MATERIAL FOR THE TASK:
+++
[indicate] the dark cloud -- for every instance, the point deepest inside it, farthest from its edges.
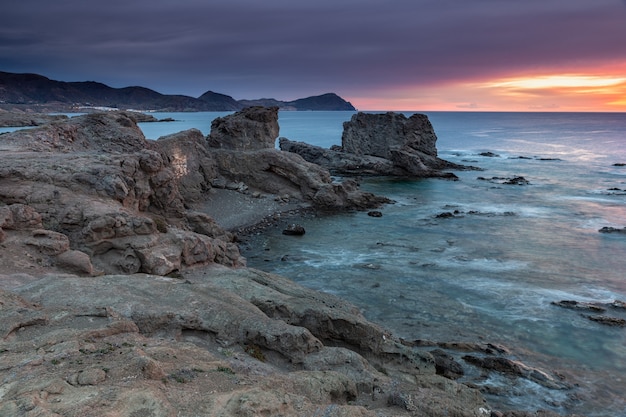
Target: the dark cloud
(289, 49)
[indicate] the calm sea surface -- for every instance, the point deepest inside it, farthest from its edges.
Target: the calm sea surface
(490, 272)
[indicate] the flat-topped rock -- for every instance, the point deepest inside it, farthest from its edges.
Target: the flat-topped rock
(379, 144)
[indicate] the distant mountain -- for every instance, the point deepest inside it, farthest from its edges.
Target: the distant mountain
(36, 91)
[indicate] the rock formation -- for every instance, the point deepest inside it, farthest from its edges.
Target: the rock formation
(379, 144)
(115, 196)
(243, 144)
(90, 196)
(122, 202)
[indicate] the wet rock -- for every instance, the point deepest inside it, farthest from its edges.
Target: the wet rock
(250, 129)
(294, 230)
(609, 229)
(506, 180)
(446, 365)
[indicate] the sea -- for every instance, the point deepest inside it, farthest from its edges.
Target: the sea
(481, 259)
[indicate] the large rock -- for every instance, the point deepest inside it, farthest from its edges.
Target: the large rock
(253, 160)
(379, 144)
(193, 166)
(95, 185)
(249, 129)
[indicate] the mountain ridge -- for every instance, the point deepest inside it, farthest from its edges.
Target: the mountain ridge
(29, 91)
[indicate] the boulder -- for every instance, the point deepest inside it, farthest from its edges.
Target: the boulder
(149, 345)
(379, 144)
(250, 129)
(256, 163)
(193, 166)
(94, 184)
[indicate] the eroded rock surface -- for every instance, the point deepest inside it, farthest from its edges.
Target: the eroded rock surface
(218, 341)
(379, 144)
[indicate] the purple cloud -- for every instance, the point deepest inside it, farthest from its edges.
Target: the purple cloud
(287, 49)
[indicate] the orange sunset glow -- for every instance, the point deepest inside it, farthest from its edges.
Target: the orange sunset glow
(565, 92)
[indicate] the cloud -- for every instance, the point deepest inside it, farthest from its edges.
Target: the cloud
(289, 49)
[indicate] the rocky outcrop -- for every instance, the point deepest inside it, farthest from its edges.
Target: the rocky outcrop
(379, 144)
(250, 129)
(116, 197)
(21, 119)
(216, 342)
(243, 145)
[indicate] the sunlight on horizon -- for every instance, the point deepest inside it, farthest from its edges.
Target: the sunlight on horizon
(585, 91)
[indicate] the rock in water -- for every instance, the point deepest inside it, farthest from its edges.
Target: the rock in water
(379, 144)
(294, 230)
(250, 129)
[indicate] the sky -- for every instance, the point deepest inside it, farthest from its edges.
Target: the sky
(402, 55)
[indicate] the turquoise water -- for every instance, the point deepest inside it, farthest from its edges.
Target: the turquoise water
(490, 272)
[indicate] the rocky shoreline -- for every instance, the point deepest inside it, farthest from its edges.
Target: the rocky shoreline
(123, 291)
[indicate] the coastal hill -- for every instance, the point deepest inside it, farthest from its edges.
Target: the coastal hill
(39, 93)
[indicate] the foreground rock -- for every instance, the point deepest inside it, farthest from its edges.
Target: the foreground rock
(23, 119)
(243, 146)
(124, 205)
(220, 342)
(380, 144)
+++
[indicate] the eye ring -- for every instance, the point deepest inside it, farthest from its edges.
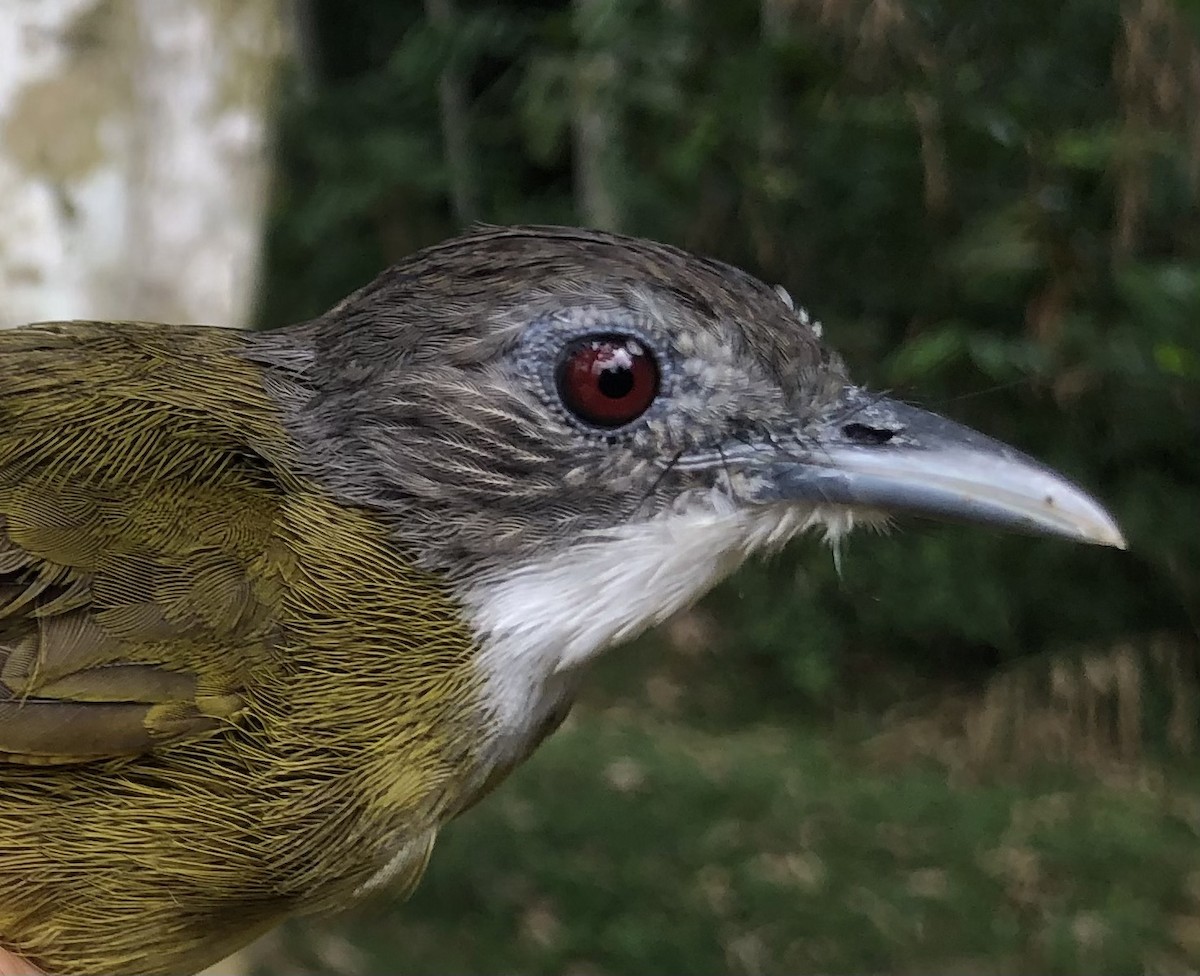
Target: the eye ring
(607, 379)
+++
TASK INSTRUCTIONS: Gather every line of the records that contains the string "dark", treating uppercase and lowercase as different.

EXERCISE RESPONSE:
[indicate] the dark cloud -- for every instance, the point deepest inside it, farthest from its edges.
Target: the dark cloud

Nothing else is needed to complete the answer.